- _TEKS SUMBER_:
****************************************
Menciptakan Kemungkinan

Sebelum meminta bantuan, ada pertanyaan besar yang perlu dijawab: di tengah krisis yang meluas, apa posisi tawar industri film sehingga perlu diutamakan?

Perfilman tidak tergolong sektor esensial. Ia bahkan tidak termasuk tiga besar subsektor industri kreatif, yang ditempati oleh kuliner, fesyen, dan kriya. Tentu, remah di bidang ekonomi bukan berarti remah juga secara kultural. Justru karena kontribusinya besar bagi budaya, kita perlu melihat isu yang lebih mendasar dari pemulihan kegiatan perfilman yang disuarakan dalam surat.
****************************************
- _BAHAN SUMBER_:
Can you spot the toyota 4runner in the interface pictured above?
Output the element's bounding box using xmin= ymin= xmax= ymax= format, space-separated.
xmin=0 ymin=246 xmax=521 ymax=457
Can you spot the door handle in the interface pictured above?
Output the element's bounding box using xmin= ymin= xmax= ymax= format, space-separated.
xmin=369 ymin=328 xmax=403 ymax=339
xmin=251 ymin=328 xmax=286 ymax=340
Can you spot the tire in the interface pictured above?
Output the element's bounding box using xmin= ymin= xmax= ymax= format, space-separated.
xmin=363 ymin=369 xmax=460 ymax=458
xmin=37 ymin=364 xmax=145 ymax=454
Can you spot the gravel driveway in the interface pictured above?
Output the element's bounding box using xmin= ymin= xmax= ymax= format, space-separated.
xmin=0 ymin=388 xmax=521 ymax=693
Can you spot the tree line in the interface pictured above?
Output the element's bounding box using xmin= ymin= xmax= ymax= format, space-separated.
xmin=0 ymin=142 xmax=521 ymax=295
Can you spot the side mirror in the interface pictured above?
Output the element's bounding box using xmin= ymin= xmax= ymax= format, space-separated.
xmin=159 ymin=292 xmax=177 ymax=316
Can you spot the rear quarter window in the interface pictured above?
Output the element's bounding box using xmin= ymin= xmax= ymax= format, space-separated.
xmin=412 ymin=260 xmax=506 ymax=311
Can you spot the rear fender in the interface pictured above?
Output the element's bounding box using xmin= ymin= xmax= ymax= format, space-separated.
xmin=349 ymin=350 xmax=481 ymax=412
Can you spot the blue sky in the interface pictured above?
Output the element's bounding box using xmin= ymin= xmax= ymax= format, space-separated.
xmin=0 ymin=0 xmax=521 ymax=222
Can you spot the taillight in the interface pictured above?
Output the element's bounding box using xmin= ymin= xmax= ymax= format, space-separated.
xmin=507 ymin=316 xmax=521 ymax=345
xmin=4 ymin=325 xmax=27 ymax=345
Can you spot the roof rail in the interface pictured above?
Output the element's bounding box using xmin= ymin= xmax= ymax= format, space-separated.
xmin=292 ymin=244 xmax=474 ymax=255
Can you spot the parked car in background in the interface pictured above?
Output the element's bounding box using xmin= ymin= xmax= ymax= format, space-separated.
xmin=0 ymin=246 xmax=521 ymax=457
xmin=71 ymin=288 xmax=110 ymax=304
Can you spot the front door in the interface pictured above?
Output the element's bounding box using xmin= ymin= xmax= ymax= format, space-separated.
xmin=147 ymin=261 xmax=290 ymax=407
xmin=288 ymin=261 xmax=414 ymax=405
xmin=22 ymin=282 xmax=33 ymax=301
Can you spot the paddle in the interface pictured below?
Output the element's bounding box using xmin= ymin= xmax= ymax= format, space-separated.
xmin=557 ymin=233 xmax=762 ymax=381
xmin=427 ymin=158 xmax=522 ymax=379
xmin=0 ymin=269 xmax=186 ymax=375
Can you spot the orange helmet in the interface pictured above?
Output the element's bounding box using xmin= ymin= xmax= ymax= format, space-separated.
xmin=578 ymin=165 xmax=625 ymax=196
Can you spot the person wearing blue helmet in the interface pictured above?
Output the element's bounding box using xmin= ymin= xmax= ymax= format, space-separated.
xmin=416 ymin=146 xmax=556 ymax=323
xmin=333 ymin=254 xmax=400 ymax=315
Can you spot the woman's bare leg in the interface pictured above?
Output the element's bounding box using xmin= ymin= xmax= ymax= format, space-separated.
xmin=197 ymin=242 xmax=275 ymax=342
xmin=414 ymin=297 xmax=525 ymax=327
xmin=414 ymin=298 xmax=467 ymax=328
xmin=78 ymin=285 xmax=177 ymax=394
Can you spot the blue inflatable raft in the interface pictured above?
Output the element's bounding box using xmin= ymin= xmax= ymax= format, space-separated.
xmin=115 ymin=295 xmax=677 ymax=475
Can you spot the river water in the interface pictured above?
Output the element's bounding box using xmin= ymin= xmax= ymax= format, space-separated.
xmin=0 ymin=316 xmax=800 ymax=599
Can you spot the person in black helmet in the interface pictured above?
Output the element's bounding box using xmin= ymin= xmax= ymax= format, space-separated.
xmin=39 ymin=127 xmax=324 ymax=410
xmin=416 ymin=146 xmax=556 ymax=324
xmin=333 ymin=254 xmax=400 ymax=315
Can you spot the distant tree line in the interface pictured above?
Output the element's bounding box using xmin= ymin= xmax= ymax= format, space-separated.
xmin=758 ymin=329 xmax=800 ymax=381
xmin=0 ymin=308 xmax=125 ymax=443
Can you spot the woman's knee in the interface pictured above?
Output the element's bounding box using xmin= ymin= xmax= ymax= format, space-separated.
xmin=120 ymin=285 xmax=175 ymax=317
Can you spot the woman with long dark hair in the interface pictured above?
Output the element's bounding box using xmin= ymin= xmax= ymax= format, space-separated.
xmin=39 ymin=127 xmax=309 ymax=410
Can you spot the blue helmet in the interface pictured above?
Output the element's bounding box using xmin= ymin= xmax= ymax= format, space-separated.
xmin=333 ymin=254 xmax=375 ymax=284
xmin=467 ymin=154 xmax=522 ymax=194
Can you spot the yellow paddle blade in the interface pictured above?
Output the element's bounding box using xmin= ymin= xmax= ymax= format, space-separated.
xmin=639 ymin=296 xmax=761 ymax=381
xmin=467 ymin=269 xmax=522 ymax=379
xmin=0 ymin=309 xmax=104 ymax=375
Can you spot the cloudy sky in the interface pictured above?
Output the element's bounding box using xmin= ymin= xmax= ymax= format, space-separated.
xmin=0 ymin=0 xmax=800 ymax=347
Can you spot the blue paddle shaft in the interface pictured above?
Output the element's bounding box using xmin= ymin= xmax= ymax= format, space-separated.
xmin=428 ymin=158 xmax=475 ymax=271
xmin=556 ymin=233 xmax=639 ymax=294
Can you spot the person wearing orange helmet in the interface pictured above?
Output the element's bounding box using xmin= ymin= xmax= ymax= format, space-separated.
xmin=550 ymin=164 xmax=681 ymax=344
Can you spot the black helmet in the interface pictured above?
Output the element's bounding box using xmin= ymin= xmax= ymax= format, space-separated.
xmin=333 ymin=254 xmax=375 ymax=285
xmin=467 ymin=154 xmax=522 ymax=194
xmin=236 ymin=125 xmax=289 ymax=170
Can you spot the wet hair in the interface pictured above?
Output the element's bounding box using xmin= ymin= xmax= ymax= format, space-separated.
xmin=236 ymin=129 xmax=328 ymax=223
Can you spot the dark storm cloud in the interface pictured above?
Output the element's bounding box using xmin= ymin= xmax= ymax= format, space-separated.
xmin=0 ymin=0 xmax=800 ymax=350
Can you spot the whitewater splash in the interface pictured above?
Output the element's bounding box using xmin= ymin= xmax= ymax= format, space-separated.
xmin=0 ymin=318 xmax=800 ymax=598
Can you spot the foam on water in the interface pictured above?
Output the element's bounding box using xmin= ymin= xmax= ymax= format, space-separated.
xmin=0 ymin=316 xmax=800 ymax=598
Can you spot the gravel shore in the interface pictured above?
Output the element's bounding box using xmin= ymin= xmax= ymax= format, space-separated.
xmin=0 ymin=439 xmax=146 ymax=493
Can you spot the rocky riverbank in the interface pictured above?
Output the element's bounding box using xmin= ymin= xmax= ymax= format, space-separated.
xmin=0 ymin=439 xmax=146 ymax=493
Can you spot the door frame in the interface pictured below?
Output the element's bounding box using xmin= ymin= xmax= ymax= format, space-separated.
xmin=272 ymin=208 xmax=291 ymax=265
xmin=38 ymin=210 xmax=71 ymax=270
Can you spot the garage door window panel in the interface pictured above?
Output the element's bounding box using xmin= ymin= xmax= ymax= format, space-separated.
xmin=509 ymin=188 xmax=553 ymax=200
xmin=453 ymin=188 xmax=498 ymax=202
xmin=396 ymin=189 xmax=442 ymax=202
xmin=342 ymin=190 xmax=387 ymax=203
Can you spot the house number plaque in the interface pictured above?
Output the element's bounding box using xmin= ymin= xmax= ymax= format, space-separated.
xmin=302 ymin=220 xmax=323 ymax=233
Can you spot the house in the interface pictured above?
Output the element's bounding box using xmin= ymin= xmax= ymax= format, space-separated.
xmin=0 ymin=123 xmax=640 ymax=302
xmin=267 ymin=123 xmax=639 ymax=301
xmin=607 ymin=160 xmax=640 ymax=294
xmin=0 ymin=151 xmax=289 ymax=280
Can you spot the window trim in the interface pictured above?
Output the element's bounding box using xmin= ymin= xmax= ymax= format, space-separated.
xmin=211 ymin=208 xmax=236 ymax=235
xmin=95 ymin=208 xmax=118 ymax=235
****************************************
- _SOAL DAN TUGAS_:
• a. Jawablah pertanyaan berikut dari teks tentang perfilman.
(i) Pertanyaan besar apa yang perlu dijawab sebelum meminta bantuan?
(ii) Apakah perfilman tergolong sektor esensial?
(iii) Subsektor apa saja yang menempati tiga besar industri kreatif?
• b. Tuliskan kembali dengan persis bagian teks tentang perfilman, dari "Sebelum meminta bantuan, ada" sampai "disuarakan dalam surat.".
Jawablah hanya berdasarkan teks tentang perfilman.

- _KUNCI JAWABAN_:
• a.
(i) Di tengah krisis yang meluas, apa posisi tawar industri film sehingga perlu diutamakan.
(ii) Tidak, perfilman tidak tergolong sektor esensial.
(iii) Kuliner, fesyen, dan kriya.

• b.
Sebelum meminta bantuan, ada pertanyaan besar yang perlu dijawab: di tengah krisis yang meluas, apa posisi tawar industri film sehingga perlu diutamakan?

Perfilman tidak tergolong sektor esensial. Ia bahkan tidak termasuk tiga besar subsektor industri kreatif, yang ditempati oleh kuliner, fesyen, dan kriya. Tentu, remah di bidang ekonomi bukan berarti remah juga secara kultural. Justru karena kontribusinya besar bagi budaya, kita perlu melihat isu yang lebih mendasar dari pemulihan kegiatan perfilman yang disuarakan dalam surat.